**REQUIRED WORK**
Locate each line in the items below that contains the string "Every", and copy those lines out. Matching is case-sensitive.

**LISTING**
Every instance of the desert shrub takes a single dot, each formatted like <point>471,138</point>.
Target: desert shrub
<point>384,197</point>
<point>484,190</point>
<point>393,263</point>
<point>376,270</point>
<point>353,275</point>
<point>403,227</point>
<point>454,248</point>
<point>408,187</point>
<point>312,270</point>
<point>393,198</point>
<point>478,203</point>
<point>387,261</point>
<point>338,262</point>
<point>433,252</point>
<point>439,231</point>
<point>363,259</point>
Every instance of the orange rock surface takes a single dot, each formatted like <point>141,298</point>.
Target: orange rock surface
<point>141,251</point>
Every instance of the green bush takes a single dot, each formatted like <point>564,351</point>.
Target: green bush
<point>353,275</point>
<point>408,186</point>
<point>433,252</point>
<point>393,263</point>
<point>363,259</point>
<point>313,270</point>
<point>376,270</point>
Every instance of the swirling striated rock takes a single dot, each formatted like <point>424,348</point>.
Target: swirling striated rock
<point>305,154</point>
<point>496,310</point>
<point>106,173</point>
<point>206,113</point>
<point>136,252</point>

==

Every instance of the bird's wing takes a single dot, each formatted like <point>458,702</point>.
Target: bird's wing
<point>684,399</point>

**SOLUTION**
Every instance of the desert shrub takes a single dot, each formatted like <point>471,138</point>.
Every instance of the orange rock surface takes a single dot, each formatted like <point>141,298</point>.
Every instance of the green bush takes a single dot, each formatted like <point>564,351</point>.
Every instance of the swirling striated rock takes a single dot, each formatted like <point>424,348</point>.
Every instance of the bird's wing takes a single dot, each formatted like <point>458,702</point>.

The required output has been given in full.